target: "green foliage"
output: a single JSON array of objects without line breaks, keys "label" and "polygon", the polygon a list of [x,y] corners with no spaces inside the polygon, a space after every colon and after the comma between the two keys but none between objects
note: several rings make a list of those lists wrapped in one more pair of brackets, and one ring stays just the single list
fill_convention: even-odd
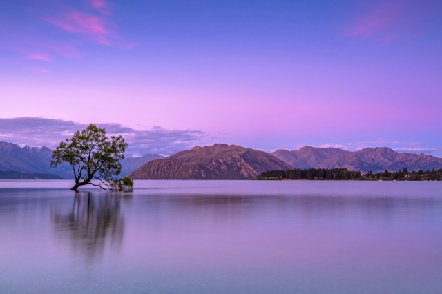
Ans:
[{"label": "green foliage", "polygon": [[127,144],[122,136],[108,138],[106,130],[90,124],[77,131],[72,138],[66,139],[55,148],[50,166],[57,167],[62,162],[69,164],[73,168],[77,190],[80,186],[91,184],[104,188],[90,181],[95,179],[106,184],[105,181],[113,175],[119,175],[124,158]]},{"label": "green foliage", "polygon": [[349,171],[346,168],[295,168],[288,170],[269,170],[261,173],[258,179],[356,179],[361,177],[361,172]]},{"label": "green foliage", "polygon": [[346,168],[295,168],[288,170],[269,170],[261,173],[257,179],[354,179],[367,181],[441,181],[442,169],[438,170],[408,172],[407,168],[402,170],[373,173],[371,171],[362,175],[357,170],[349,171]]}]

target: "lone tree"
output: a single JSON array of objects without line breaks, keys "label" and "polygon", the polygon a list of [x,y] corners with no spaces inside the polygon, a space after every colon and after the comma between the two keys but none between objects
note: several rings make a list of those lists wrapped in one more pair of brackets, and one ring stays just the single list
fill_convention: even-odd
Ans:
[{"label": "lone tree", "polygon": [[70,190],[76,191],[80,186],[90,184],[106,190],[95,179],[107,185],[113,175],[122,170],[120,159],[124,158],[127,144],[122,136],[106,137],[106,130],[90,124],[81,131],[77,131],[55,148],[50,166],[57,167],[62,162],[72,166],[75,184]]}]

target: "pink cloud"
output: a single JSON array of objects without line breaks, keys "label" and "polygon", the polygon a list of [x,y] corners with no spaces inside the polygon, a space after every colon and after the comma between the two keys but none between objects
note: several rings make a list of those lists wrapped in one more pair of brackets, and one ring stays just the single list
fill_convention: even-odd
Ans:
[{"label": "pink cloud", "polygon": [[87,35],[102,44],[110,44],[109,37],[112,32],[104,20],[99,17],[73,11],[58,17],[47,18],[46,20],[68,32]]},{"label": "pink cloud", "polygon": [[43,61],[48,61],[48,62],[52,61],[52,57],[50,55],[45,53],[33,53],[26,56],[25,58],[26,59],[41,60]]},{"label": "pink cloud", "polygon": [[110,13],[109,4],[104,0],[89,0],[90,6],[99,10],[102,13]]},{"label": "pink cloud", "polygon": [[378,2],[356,17],[344,36],[390,41],[403,35],[415,35],[436,14],[437,8],[440,7],[409,0]]},{"label": "pink cloud", "polygon": [[41,74],[47,74],[50,72],[50,70],[48,68],[32,68],[34,71]]}]

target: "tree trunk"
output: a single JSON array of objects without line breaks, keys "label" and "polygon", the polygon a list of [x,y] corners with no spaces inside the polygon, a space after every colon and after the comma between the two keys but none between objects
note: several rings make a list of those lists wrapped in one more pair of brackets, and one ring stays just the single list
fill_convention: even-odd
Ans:
[{"label": "tree trunk", "polygon": [[72,190],[73,191],[77,191],[77,189],[78,189],[78,187],[79,187],[80,186],[87,185],[88,184],[89,184],[89,181],[87,179],[81,182],[77,180],[75,181],[75,184],[74,185],[73,187],[70,188],[70,190]]}]

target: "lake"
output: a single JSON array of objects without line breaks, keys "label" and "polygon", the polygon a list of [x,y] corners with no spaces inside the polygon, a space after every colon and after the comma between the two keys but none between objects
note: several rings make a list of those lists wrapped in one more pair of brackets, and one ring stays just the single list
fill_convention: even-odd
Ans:
[{"label": "lake", "polygon": [[442,293],[441,182],[72,184],[0,181],[0,293]]}]

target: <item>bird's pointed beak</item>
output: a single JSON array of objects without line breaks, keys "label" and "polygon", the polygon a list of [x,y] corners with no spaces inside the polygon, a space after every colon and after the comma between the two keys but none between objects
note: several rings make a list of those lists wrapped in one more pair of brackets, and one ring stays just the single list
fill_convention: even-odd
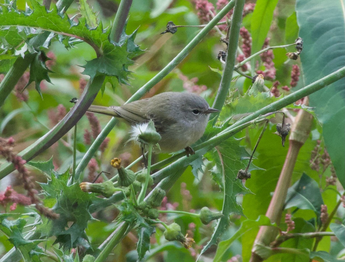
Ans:
[{"label": "bird's pointed beak", "polygon": [[210,114],[211,113],[214,113],[215,112],[220,112],[219,110],[218,109],[215,109],[214,108],[212,108],[211,107],[208,108],[208,109],[207,110],[205,111],[204,112],[204,114]]}]

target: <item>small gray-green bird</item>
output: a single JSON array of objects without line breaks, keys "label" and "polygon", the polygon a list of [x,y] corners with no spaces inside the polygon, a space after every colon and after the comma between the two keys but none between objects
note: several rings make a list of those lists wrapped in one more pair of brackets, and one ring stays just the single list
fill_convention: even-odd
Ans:
[{"label": "small gray-green bird", "polygon": [[152,119],[161,137],[161,152],[186,148],[187,155],[194,153],[190,147],[204,134],[210,114],[219,111],[199,95],[178,92],[162,93],[120,107],[91,105],[88,111],[123,118],[132,125]]}]

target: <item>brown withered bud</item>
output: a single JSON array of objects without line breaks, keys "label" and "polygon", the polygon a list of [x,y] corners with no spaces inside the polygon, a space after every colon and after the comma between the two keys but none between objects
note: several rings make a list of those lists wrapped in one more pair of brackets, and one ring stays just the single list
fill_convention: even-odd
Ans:
[{"label": "brown withered bud", "polygon": [[255,81],[255,80],[256,79],[256,78],[258,77],[258,74],[256,74],[252,78],[252,82],[253,83],[254,83],[254,82]]},{"label": "brown withered bud", "polygon": [[69,101],[71,103],[73,103],[75,104],[76,103],[77,103],[77,102],[78,102],[78,99],[76,97],[73,97],[73,98],[72,98],[71,99],[69,100]]},{"label": "brown withered bud", "polygon": [[229,38],[227,36],[222,37],[220,38],[220,42],[222,43],[225,43],[227,46],[229,44]]},{"label": "brown withered bud", "polygon": [[160,33],[161,34],[165,34],[166,33],[171,33],[175,34],[177,31],[177,28],[176,27],[176,25],[172,21],[169,21],[167,24],[167,30]]},{"label": "brown withered bud", "polygon": [[274,133],[278,135],[282,138],[282,144],[283,147],[285,146],[285,140],[286,139],[286,137],[289,134],[290,132],[290,124],[286,124],[284,123],[281,124],[279,123],[277,124],[276,127],[277,129],[277,132]]},{"label": "brown withered bud", "polygon": [[236,179],[238,179],[241,180],[242,179],[245,179],[247,180],[248,178],[250,178],[251,177],[252,174],[250,174],[250,172],[248,172],[247,170],[241,169],[238,171],[237,177],[236,177]]},{"label": "brown withered bud", "polygon": [[286,56],[289,58],[289,59],[292,60],[297,60],[298,58],[298,55],[296,52],[289,52],[286,54]]},{"label": "brown withered bud", "polygon": [[296,43],[296,50],[297,50],[297,53],[299,54],[302,52],[302,49],[303,49],[303,39],[300,37],[298,37],[296,39],[295,42]]},{"label": "brown withered bud", "polygon": [[219,51],[217,58],[218,60],[220,60],[221,59],[225,61],[226,59],[226,52],[223,50],[221,50]]}]

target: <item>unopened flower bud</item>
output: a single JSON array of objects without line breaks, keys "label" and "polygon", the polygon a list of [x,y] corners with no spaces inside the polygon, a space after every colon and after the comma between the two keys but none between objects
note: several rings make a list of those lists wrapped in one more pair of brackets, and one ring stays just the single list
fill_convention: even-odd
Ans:
[{"label": "unopened flower bud", "polygon": [[110,198],[118,189],[114,187],[112,182],[108,180],[101,183],[82,182],[79,186],[84,192],[92,192],[100,194],[106,198]]},{"label": "unopened flower bud", "polygon": [[165,191],[160,188],[156,187],[148,198],[147,202],[151,207],[157,208],[160,205],[165,196]]},{"label": "unopened flower bud", "polygon": [[220,212],[213,212],[207,206],[204,206],[200,210],[199,217],[203,224],[207,225],[212,220],[220,218],[224,215]]},{"label": "unopened flower bud", "polygon": [[164,237],[169,241],[177,240],[183,243],[186,238],[181,232],[181,227],[178,224],[172,223],[164,231]]},{"label": "unopened flower bud", "polygon": [[[153,180],[153,179],[152,179],[152,181]],[[133,182],[132,184],[133,188],[134,190],[134,192],[136,194],[140,190],[140,188],[141,187],[141,183],[139,181],[134,180],[134,182]]]},{"label": "unopened flower bud", "polygon": [[147,128],[143,130],[138,136],[138,141],[140,143],[146,144],[155,145],[158,143],[161,138],[160,135],[157,132],[155,128],[155,124],[152,120],[148,123]]},{"label": "unopened flower bud", "polygon": [[121,187],[128,187],[132,183],[135,179],[135,174],[131,170],[125,169],[121,167],[121,160],[119,158],[114,158],[110,161],[110,164],[117,169],[119,177],[117,182]]},{"label": "unopened flower bud", "polygon": [[261,92],[264,89],[265,85],[265,80],[264,80],[264,76],[261,74],[258,75],[255,78],[253,85],[249,90],[249,94],[256,96],[259,92]]},{"label": "unopened flower bud", "polygon": [[[141,183],[145,183],[145,181],[146,179],[146,176],[147,175],[147,169],[144,168],[141,172],[137,175],[135,177],[135,180],[138,181]],[[153,184],[153,178],[150,175],[149,178],[149,182],[148,185],[151,187]]]},{"label": "unopened flower bud", "polygon": [[156,219],[158,218],[159,213],[158,210],[155,208],[151,208],[149,210],[147,213],[147,216],[152,219]]}]

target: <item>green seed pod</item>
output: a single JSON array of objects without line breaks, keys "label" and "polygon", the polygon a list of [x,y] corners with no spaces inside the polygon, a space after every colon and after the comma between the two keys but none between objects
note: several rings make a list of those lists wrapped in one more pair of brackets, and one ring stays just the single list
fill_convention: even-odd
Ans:
[{"label": "green seed pod", "polygon": [[100,183],[83,182],[80,183],[79,187],[84,192],[98,193],[106,198],[110,198],[118,191],[110,180]]},{"label": "green seed pod", "polygon": [[207,206],[205,206],[200,210],[199,217],[203,224],[207,225],[212,220],[220,218],[223,215],[220,212],[213,212]]},{"label": "green seed pod", "polygon": [[138,140],[140,143],[146,144],[155,145],[161,138],[155,128],[153,121],[150,120],[147,128],[138,136]]},{"label": "green seed pod", "polygon": [[131,170],[127,170],[122,167],[118,169],[119,177],[117,182],[121,187],[128,187],[132,183],[135,179],[135,174]]},{"label": "green seed pod", "polygon": [[83,262],[93,262],[95,259],[94,256],[87,254],[83,259]]},{"label": "green seed pod", "polygon": [[133,188],[136,194],[140,190],[141,187],[141,183],[140,182],[137,180],[134,180],[134,182],[133,182]]},{"label": "green seed pod", "polygon": [[158,207],[160,205],[165,196],[165,191],[160,188],[156,187],[148,198],[147,204],[152,208]]},{"label": "green seed pod", "polygon": [[183,243],[186,238],[181,232],[181,227],[176,223],[169,225],[164,231],[164,237],[169,241],[177,240]]},{"label": "green seed pod", "polygon": [[139,203],[139,204],[138,205],[138,207],[140,210],[143,210],[147,206],[147,204],[146,203],[146,202],[145,201],[143,201],[142,202],[140,202]]},{"label": "green seed pod", "polygon": [[158,218],[159,215],[159,213],[158,210],[155,208],[151,208],[149,210],[147,213],[147,216],[152,219],[156,219]]},{"label": "green seed pod", "polygon": [[[137,175],[137,176],[135,177],[135,180],[141,183],[145,183],[147,175],[147,170],[144,169],[141,170],[141,172]],[[149,178],[149,182],[147,184],[149,187],[151,187],[153,184],[153,178],[150,175]]]}]

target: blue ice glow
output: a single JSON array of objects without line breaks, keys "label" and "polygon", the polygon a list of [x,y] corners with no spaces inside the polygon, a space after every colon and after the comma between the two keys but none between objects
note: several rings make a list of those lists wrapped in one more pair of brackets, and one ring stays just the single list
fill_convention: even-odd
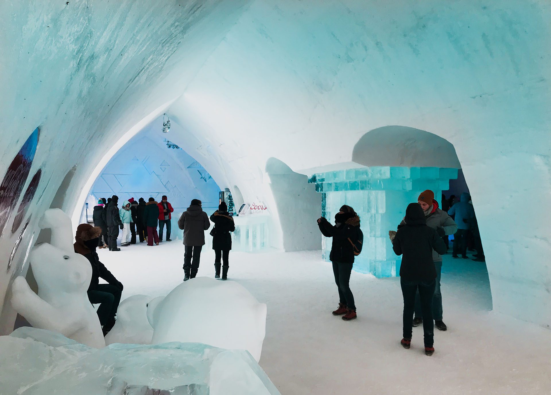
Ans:
[{"label": "blue ice glow", "polygon": [[[330,221],[343,204],[360,216],[364,247],[354,269],[391,277],[399,272],[401,259],[392,251],[388,231],[396,230],[407,205],[422,192],[430,190],[437,198],[456,178],[456,169],[377,166],[319,173],[308,182],[323,193],[321,215]],[[328,261],[331,240],[323,239],[323,257]]]}]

++++++++++

- [PROBLEM]: Every line from the one containing "target: blue ice glow" through the end of the listing is to be copied exactly; the pictures are not.

- [TASK OUTPUT]:
target: blue ice glow
output: a single JSON array of objects without line breaks, keys "label" and "polygon", the polygon a list of [x,y] corners with no spaces inside the polygon, a space after every colon and after the comma between the two keys but none between objects
note: several rings make a list of those lists wrapped in one more pair of brackets, and one ring stays just the single list
fill_convention: even-odd
Ans:
[{"label": "blue ice glow", "polygon": [[[330,221],[343,204],[360,216],[364,247],[354,269],[391,277],[399,272],[401,259],[392,251],[388,231],[396,230],[407,205],[422,192],[430,190],[437,198],[456,178],[456,169],[377,166],[319,173],[308,182],[323,193],[321,215]],[[328,261],[331,240],[323,239],[323,257]]]}]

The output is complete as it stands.